======== Extrait du document

Aujourd’hui, qu’importe si les famines en Europe semblent derrière nous, ou que nous ayons désormais accès à des aliments plus exotiques et variés : au 21e siècle encore, le culte de la pomme de terre est toujours présent. De nos jours, les Français en consomment en moyenne 27,5 kg par an… ce qui est bien moins que les Allemands qui en consomment en moyenne 67 kg par an ! On ne peut pas le nier, ils sont d’ailleurs connus pour cela et il est en effet difficile de rivaliser avec le pays qui, à lui seul, engloutit 300 000 tonnes de frites par an ! L’Allemagne est le 7e producteur mondial de pommes de terre, avec presque 9 tonnes par an, le pays est suivi de près par la France, avec près de 8 tonnes ! Cocorico, les Français dépassent cependant les Allemands en matière d’exportations : le pays est le 2e exportateur mondial (derrière les Pays-Bas), avec 528 millions d’euros d’exportations en 2017, contre 343 de l’autre côté du Rhin.
Là-bas, la « Kartoffel » (ce mot qui signifie pomme de terre est d’ailleurs connu par beaucoup de non-germanistes) se cuisine à toutes les sauces : pains spéciaux, chips à la saveur de « Curry Wurst berlinoise », « Knödel » (sortes de boulettes pouvant rappeler les quenelles lyonnaises), et bien sûr la renommée « Kartoffelsalat » dont la recette diffère légèrement suivant les Länder !
Vous avez déjà l’eau à la bouche ? Nous aussi ! Voici une petite recette qui se marie à de nombreux mets : la fameuse salade de pommes de terre allemande.
Ingrédients
1 kg de pommes de terre cuites et épluchées
3 petits oignons
80 g de jambon cru coupés en dés
4 cuillères à soupe d'huile
1 cuillère à soupe de moutarde
350 ml de bouillon de légumes
5 à 6 cuillères à soupe de vinaigre de vin blanc
1 botte de ciboulette
1 pincée de sucre, de sel et de poivre
Préparation
- Cuire les pommes de terre dans l’eau bouillante environ 20 minutes.
- Parallèlement, faire revenir à couvert les oignons coupés en dés avec l’huile pendant 15 minutes.
- Dans une casserole, faire porter de l’eau à ébullition avec la moutarde et le bouillon. Rajouter au mélange le vinaigre, jambon, sel et poivre, puis les pommes de terre cuites coupées en lamelles.
- Laisser reposer pendant 20 minutes.
- Une fois les ingrédients rassemblés, rajouter la ciboulette découpée en fines lamelles.
Dans l’idéal, laisser reposer quelques heures au réfrigérateur : les saveurs n’en seront que plus intenses.
Votre salade est enfin prête, dégustez !
La version présentée ci-dessus sera plus au goût des Allemands du Sud, alors que les Allemands du Nord préféreront le trio mayonnaise-moutarde-cornichons à la sauce au vinaigre et à la moutarde. Éventuellement, la salade peut être accompagnée de poisson.

================

- _Défis_
1/ Résumez l'extrait en deux phrases.
2/ D'après l'extrait, quel pays devance la France au rang des exportateurs mondiaux de pommes de terre ?
3/ Reproduisez le passage de l'extrait qui commence aux mots « - Laisser reposer » et s'arrête après « que plus intenses. ».

======== Données fournies

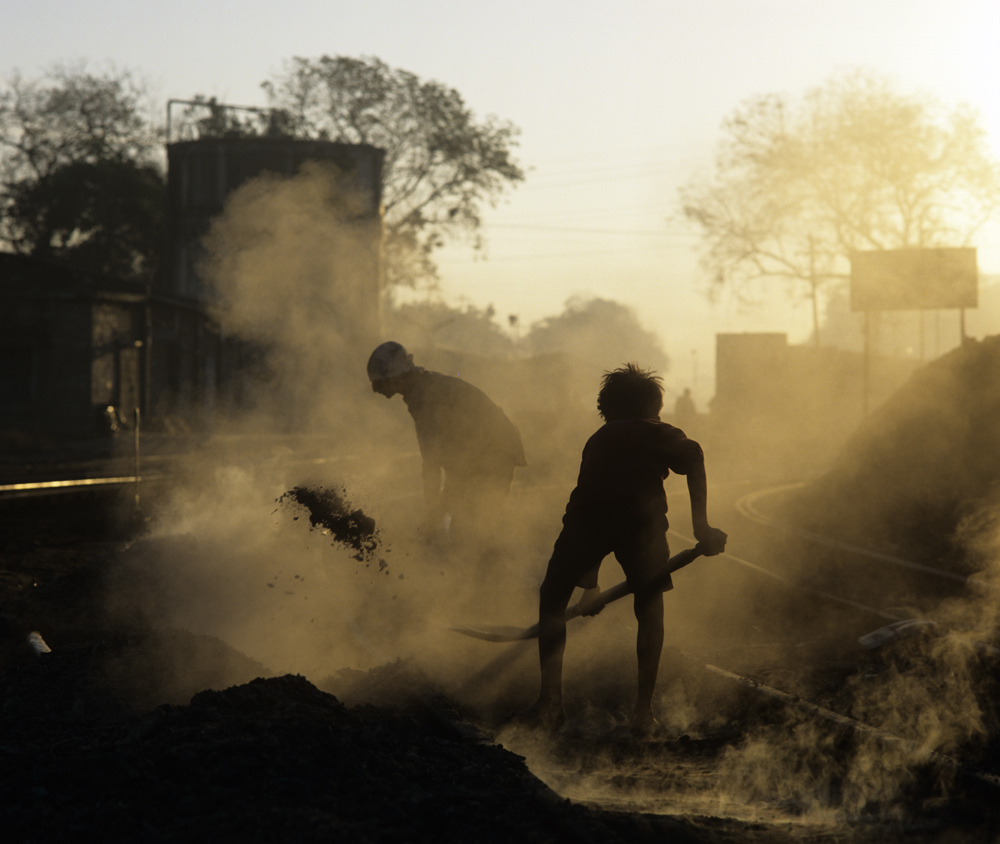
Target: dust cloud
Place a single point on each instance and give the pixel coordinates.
(232, 553)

================

- _Liste des solutions_
1/ L'extrait compare la consommation, la production et les exportations de pommes de terre en France et en Allemagne, où la « Kartoffel » se cuisine de nombreuses façons. Il propose ensuite une recette de salade de pommes de terre allemande et précise que cette version plaît surtout aux Allemands du Sud, ceux du Nord lui préférant le trio mayonnaise-moutarde-cornichons.

2/ Les Pays-Bas.

3/
- Laisser reposer pendant 20 minutes.
- Une fois les ingrédients rassemblés, rajouter la ciboulette découpée en fines lamelles.
Dans l’idéal, laisser reposer quelques heures au réfrigérateur : les saveurs n’en seront que plus intenses.